日付が変わったが,奥さんが帰ってこない.

いや別に,「今夜,妻が浮気します」というエントリーではない.

ただの飲み会である.奥さんは神経内科医であり,それでいて私と同じく大学院生でもある.お互いバイト生活だ.そしてお互いマイナー科である.ふつうの人が神経内科とか呼吸器外科とか聞いても「シンケイナイカ」とか「コキュウキゲカ」としかわからないだろう.漢字をあててもなんだかわかるまい.今日は彼女の医局で飲み会である.我がコキュウキゲカと違い,酒豪の多い医局だ.奥さんも秋田人であり,いわゆるザルだ.

きょうも一日中実験をやり,夕飯は昨日奥さんがつくった煮物と,今日自分で作った鶏肉のトマト煮を食し,1時間ばかりギターを弾き,Wii sportsのボクシングとテニスで快勝し,ちょっとだけ論文を読み,今日もうまくいかなかった実験に悪態をつき,RIVATA社のBarolo 2003をチビリチビリといただいているわけである.このバローロ,バローロのわりに安い(2000円ちょっと)が,かなり旨い.開けたのは昨日だが,どんどん良くなっている.Rivataのバローロである.バルバレスコも出しています.

- **データ**:
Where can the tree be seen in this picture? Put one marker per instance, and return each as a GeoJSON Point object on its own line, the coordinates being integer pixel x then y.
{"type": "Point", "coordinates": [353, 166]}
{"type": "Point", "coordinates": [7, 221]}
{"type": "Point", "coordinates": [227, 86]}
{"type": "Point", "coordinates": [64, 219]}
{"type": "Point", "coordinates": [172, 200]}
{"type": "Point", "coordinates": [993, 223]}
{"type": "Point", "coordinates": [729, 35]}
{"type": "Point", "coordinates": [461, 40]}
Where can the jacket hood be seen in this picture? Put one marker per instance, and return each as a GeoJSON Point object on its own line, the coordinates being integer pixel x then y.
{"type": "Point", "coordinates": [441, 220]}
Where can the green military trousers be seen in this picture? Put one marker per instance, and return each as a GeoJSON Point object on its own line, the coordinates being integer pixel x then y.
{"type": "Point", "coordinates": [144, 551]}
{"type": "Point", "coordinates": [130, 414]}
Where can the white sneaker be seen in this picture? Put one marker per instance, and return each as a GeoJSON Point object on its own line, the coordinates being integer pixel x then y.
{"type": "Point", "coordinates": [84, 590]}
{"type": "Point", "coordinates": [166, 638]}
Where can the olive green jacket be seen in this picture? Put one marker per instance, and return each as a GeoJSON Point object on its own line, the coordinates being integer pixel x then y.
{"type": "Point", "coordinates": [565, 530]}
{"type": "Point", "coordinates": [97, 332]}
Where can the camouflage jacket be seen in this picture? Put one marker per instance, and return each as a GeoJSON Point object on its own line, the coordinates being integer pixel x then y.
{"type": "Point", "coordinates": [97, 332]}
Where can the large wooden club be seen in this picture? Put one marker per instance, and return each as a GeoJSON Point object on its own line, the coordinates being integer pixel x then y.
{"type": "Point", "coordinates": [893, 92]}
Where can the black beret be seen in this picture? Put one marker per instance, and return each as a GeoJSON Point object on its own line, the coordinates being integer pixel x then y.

- **課題の要件**:
1. この文章によると、筆者の奥さんは何の医師ですか。
2. 文章のうち「いや別に,「今夜,妻が浮気します」というエントリーではない.」から「田人であり,いわゆるザルだ.」までを、一字も変えずに繰り返してください。

- **課題の解答**:
1. 神経内科医です。

2.
いや別に,「今夜,妻が浮気します」というエントリーではない.

ただの飲み会である.奥さんは神経内科医であり,それでいて私と同じく大学院生でもある.お互いバイト生活だ.そしてお互いマイナー科である.ふつうの人が神経内科とか呼吸器外科とか聞いても「シンケイナイカ」とか「コキュウキゲカ」としかわからないだろう.漢字をあててもなんだかわかるまい.今日は彼女の医局で飲み会である.我がコキュウキゲカと違い,酒豪の多い医局だ.奥さんも秋田人であり,いわゆるザルだ.